TO DO: Rewrite every line of the data below as a numbered list, dropping any blank lines. Leave the pictures out of your answer.

Extracted data entries:
============================================================

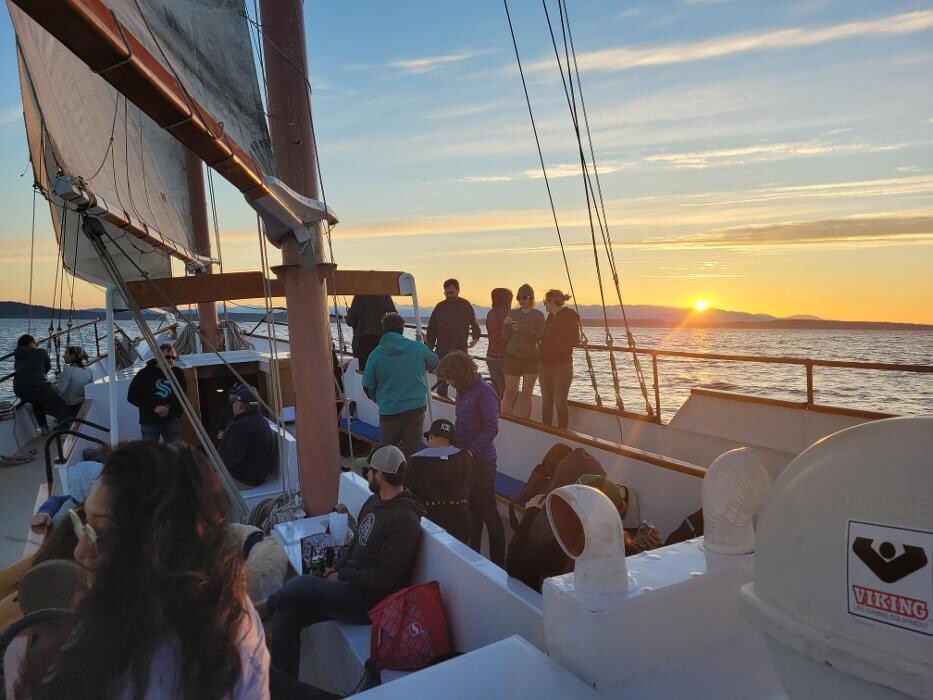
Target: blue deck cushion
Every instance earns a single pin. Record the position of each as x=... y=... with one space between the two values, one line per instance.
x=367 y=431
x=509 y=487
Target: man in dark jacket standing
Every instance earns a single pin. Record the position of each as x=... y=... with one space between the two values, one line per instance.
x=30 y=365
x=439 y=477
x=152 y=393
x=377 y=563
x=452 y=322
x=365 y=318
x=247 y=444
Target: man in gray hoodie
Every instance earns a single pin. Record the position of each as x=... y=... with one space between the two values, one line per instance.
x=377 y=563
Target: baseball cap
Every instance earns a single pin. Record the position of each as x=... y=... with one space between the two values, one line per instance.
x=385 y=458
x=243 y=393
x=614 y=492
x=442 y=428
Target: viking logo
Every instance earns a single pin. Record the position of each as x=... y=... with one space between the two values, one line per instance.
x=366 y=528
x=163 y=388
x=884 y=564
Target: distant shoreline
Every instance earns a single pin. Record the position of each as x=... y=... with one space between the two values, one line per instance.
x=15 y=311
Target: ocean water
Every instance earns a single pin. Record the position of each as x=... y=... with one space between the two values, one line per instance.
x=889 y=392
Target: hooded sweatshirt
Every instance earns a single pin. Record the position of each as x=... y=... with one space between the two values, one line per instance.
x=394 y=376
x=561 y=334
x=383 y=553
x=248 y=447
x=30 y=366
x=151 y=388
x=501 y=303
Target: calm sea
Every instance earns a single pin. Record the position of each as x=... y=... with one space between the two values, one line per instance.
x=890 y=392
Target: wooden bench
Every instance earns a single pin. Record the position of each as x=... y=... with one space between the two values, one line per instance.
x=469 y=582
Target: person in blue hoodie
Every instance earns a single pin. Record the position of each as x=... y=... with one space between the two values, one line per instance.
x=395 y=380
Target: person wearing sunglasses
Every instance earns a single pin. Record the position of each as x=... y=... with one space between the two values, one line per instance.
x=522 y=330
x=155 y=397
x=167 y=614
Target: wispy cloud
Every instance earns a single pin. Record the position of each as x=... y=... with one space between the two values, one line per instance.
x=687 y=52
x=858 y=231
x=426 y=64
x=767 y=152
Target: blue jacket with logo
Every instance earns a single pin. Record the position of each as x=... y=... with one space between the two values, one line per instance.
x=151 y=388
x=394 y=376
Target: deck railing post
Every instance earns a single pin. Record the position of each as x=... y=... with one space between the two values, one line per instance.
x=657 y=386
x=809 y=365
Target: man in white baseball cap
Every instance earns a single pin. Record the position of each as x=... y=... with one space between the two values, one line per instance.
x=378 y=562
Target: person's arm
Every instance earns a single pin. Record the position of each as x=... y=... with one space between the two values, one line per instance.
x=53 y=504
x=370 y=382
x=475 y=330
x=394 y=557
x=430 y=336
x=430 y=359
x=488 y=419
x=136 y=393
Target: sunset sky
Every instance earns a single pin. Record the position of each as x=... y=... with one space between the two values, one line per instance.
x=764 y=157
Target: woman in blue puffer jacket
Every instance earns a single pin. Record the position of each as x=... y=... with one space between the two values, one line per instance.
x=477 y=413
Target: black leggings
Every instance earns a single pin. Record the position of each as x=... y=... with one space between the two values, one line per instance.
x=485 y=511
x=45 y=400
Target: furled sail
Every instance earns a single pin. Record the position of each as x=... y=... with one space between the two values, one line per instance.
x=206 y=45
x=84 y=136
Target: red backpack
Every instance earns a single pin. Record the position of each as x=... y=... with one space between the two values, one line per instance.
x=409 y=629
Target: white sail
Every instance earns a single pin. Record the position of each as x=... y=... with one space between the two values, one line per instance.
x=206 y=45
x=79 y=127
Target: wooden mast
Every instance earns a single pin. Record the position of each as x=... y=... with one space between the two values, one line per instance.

============================================================

EXPECTED ANSWER:
1. Target: blue deck cushion
2. Every instance earns a single pin. Record the position of each as x=... y=... with one space between the two values, one line per instance.
3. x=367 y=431
4. x=509 y=487
5. Target: man in dark jacket standing
6. Every instance earns a single pin. Record the position of each as x=... y=... with one space between the two values, one line per instance.
7. x=30 y=365
8. x=439 y=477
9. x=152 y=393
10. x=377 y=563
11. x=452 y=322
12. x=365 y=318
13. x=247 y=444
14. Target: man in gray hoodie
15. Every instance earns a single pin. Record the position of each as x=... y=... with one space between the two values, one line per instance.
16. x=377 y=563
17. Target: baseball cap
18. Every instance earns a single pin. Record the position of each as x=... y=... with one space between the two values, one line per instance.
19. x=385 y=458
20. x=243 y=393
21. x=614 y=492
22. x=442 y=428
23. Target: viking logo
24. Every instance earns a single pin. Record the position of each as x=... y=... with one space between the two values, one line per instance.
25. x=366 y=528
26. x=163 y=388
27. x=884 y=564
28. Target: distant shoreline
29. Every instance earns a single pin. Record the position of each as x=... y=... with one space between the two values, one line per instance.
30. x=15 y=311
31. Target: ocean water
32. Every instance earns a single pin. Record the position of each as x=... y=... with one space between the two values, one line per instance.
33. x=889 y=392
34. Target: hooded sweatshirt
35. Every instance earns a single pin. Record the position of each as x=... y=... with one space between the two values, one line per instance.
36. x=394 y=376
37. x=561 y=334
38. x=383 y=553
39. x=248 y=447
40. x=30 y=366
41. x=151 y=388
42. x=501 y=303
43. Target: calm sea
44. Every instance earns a single pin. Record the position of each as x=... y=... with one space between the two values, one line per instance.
45. x=890 y=392
46. Target: wooden bench
47. Every instance earns a single pin. Record the position of each as x=... y=... with one space between the two values, one line per instance.
48. x=469 y=582
49. Target: person in blue hoodie
50. Every instance earns a single pin. Record the position of each as x=... y=... with one space between the two values, one line per instance.
51. x=395 y=380
52. Target: person wearing sunglasses
53. Every instance earns a single pin. Record the position of each as x=... y=... with one space between the two values, one line per instance.
54. x=522 y=330
55. x=155 y=397
56. x=167 y=614
57. Target: wispy cloud
58. Every instance earns a single pin. Record the position of each as x=... y=... with one space between the two values, one line per instance.
59. x=687 y=52
60. x=858 y=231
61. x=426 y=64
62. x=767 y=152
63. Target: blue jacket with logo
64. Every instance earns a single pin. Record the position of each as x=... y=... with one space between the two values, one line per instance.
65. x=151 y=388
66. x=394 y=376
67. Target: deck railing post
68. Every instance earns a single pin. Record the position of each as x=... y=... with one space between the two values, one line per instance.
69. x=657 y=386
70. x=809 y=365
71. Target: man in white baseball cap
72. Every instance earns a single pin. Record the position of each as x=... y=... with one space between the two values, one line per instance.
73. x=378 y=562
74. Target: person's arm
75. Every instance earns a single pin. Record the position of each as x=... y=... with one space between the two values, one line per instance.
76. x=53 y=504
77. x=370 y=382
78. x=475 y=330
79. x=394 y=557
80. x=430 y=336
81. x=430 y=359
82. x=488 y=419
83. x=136 y=393
84. Target: sunset sky
85. Every instance earns a single pin. Record the position of each as x=... y=... with one space between the two values, one line per instance.
86. x=764 y=157
87. Target: woman in blue puffer jacket
88. Every instance earns a single pin. Record the position of each as x=... y=... with one space between the two values, one line per instance.
89. x=477 y=413
90. Target: black leggings
91. Every instance earns a single pin. Record the position of each as x=... y=... with one space between the two values, one line per instance.
92. x=485 y=511
93. x=45 y=400
94. Target: furled sail
95. Every instance earns a single pin. Record the position of each as x=... y=... with one space between the two values, one line per instance.
96. x=206 y=45
97. x=84 y=136
98. Target: red backpack
99. Every instance earns a single pin. Record the position of each as x=... y=... with one space between the two values, one line per instance.
100. x=409 y=629
101. Target: white sail
102. Every instance earns a single pin. Record the position of each as x=... y=... with one space between the two values, one line per instance.
103. x=206 y=45
104. x=79 y=127
105. Target: wooden mast
106. Every instance earns a single pin. Record the position of each as x=... y=... with one space between the two values, one line per instance.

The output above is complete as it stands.